--- Start Extracted material ---
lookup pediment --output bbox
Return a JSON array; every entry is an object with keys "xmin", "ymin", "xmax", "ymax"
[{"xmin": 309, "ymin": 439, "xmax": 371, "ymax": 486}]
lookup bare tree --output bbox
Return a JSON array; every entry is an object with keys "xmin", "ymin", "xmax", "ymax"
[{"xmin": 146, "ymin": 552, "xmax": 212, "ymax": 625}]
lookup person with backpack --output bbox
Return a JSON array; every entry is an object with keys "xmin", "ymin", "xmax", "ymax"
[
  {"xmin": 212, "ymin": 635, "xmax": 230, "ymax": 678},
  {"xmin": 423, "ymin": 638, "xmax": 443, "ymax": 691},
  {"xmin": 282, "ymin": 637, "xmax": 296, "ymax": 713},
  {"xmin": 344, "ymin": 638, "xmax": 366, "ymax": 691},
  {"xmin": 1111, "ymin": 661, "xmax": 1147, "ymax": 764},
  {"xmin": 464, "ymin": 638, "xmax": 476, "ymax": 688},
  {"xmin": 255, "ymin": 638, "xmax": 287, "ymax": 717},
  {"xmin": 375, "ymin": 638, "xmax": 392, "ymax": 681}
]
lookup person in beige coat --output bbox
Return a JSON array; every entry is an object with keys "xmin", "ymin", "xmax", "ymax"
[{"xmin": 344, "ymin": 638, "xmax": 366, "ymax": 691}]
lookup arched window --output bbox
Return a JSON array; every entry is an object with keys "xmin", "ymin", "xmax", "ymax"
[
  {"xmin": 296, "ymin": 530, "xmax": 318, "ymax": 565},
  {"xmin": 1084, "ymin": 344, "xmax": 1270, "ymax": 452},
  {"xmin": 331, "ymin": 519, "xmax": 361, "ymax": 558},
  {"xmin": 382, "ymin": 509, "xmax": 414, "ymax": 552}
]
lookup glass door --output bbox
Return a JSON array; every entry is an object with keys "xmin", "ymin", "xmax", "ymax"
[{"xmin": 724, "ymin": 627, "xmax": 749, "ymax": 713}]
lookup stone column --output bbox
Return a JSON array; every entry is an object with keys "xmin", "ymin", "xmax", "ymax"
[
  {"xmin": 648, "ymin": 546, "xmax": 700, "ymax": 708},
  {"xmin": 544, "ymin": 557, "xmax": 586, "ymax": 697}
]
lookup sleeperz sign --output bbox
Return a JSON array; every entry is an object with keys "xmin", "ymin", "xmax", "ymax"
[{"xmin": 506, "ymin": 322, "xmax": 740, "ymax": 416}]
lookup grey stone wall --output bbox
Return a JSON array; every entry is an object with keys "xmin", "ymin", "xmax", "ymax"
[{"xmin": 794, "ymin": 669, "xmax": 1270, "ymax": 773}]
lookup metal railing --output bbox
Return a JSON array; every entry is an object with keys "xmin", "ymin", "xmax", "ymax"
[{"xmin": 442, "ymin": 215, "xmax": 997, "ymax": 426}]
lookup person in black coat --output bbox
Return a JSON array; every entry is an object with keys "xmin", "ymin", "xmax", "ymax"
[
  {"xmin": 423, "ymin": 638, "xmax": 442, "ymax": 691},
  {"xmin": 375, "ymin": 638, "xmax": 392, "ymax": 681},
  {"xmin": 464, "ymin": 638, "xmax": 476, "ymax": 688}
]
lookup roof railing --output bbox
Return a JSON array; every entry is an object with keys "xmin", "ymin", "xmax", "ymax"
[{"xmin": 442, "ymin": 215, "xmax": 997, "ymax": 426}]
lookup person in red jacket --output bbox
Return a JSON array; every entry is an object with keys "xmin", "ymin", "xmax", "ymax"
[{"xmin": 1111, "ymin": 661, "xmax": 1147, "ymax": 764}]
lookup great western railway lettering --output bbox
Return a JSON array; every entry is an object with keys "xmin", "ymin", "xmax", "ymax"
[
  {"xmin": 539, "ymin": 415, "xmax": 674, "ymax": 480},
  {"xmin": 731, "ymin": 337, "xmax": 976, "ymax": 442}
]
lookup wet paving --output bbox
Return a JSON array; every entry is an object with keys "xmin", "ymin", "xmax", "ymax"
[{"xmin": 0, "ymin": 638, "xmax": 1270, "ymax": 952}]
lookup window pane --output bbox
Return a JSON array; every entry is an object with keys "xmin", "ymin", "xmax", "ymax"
--- End Extracted material ---
- What you have to do:
Copy out every line of the records above without changing anything.

- Solution for this problem:
lookup pediment --output bbox
Return a JSON array; every entry is an object with keys "xmin", "ymin", "xmax", "ymax"
[{"xmin": 309, "ymin": 439, "xmax": 371, "ymax": 486}]
lookup bare tree --output bbox
Return a JSON array; every entry is an object with keys "xmin", "ymin", "xmax", "ymax"
[{"xmin": 146, "ymin": 552, "xmax": 212, "ymax": 625}]
lookup person with backpack --output bbox
Return a JSON array; every entry is an object with keys "xmin", "ymin", "xmax", "ymax"
[
  {"xmin": 212, "ymin": 635, "xmax": 230, "ymax": 678},
  {"xmin": 423, "ymin": 638, "xmax": 443, "ymax": 691},
  {"xmin": 282, "ymin": 637, "xmax": 296, "ymax": 713},
  {"xmin": 344, "ymin": 638, "xmax": 366, "ymax": 691},
  {"xmin": 1111, "ymin": 661, "xmax": 1147, "ymax": 764},
  {"xmin": 464, "ymin": 638, "xmax": 476, "ymax": 688},
  {"xmin": 255, "ymin": 638, "xmax": 287, "ymax": 717},
  {"xmin": 375, "ymin": 638, "xmax": 392, "ymax": 681}
]
lookup person in beige coat --output bbox
Return a JSON array; every entry is an object with keys "xmin", "ymin", "xmax", "ymax"
[{"xmin": 344, "ymin": 638, "xmax": 366, "ymax": 691}]
lookup arched window --output bbox
Return a JSON array; every entry is an object with keys "xmin", "ymin", "xmax", "ymax"
[
  {"xmin": 296, "ymin": 530, "xmax": 318, "ymax": 565},
  {"xmin": 1084, "ymin": 344, "xmax": 1270, "ymax": 452},
  {"xmin": 331, "ymin": 519, "xmax": 361, "ymax": 558},
  {"xmin": 382, "ymin": 509, "xmax": 414, "ymax": 552}
]
lookup glass door --output bbox
Return a JSON array; every entry is an object with keys "xmin", "ymin", "xmax", "ymax"
[{"xmin": 724, "ymin": 627, "xmax": 749, "ymax": 713}]
lookup stone column --output bbox
Return a JSON array; every entry is an object with keys "xmin", "ymin", "xmax", "ymax"
[
  {"xmin": 648, "ymin": 546, "xmax": 700, "ymax": 708},
  {"xmin": 544, "ymin": 557, "xmax": 586, "ymax": 697}
]
lookup sleeperz sign --output bbox
Return a JSON array; every entry is an object with keys "xmin", "ymin", "xmax", "ymax"
[{"xmin": 506, "ymin": 322, "xmax": 740, "ymax": 416}]
lookup grey stone wall --output bbox
Return a JSON array; every entry is an object with keys "xmin", "ymin", "xmax", "ymax"
[{"xmin": 794, "ymin": 669, "xmax": 1270, "ymax": 773}]
lookup metal railing --output bbox
Return a JSON array; every entry is an object with keys "xmin", "ymin", "xmax", "ymax"
[{"xmin": 442, "ymin": 215, "xmax": 997, "ymax": 426}]
lookup person in black coat --output bbox
Return a JSON array; every entry is an object with keys "xmin", "ymin", "xmax", "ymax"
[
  {"xmin": 423, "ymin": 638, "xmax": 442, "ymax": 691},
  {"xmin": 375, "ymin": 638, "xmax": 392, "ymax": 681},
  {"xmin": 464, "ymin": 638, "xmax": 476, "ymax": 688}
]
lookup roof railing --output bbox
Return a JSON array; every entry is an object with keys "xmin", "ymin", "xmax", "ymax"
[{"xmin": 442, "ymin": 215, "xmax": 997, "ymax": 426}]
lookup person in red jacket --output bbox
Return a JSON array; every entry is an object with keys "xmin", "ymin", "xmax", "ymax"
[{"xmin": 1111, "ymin": 661, "xmax": 1147, "ymax": 764}]
lookup great western railway lettering --output bbox
Return a JSON array; every entry is an object with keys "xmin", "ymin", "xmax", "ymax"
[
  {"xmin": 539, "ymin": 415, "xmax": 674, "ymax": 480},
  {"xmin": 731, "ymin": 337, "xmax": 976, "ymax": 442}
]
lookup wet paving --output bbox
Return a JSON array; every entry is an object with keys "xmin", "ymin", "xmax", "ymax"
[{"xmin": 0, "ymin": 638, "xmax": 1270, "ymax": 952}]
lookup window pane --output bbox
Return a JSON array; every entry is an object with keys "xmin", "ymin", "xmax", "ymax"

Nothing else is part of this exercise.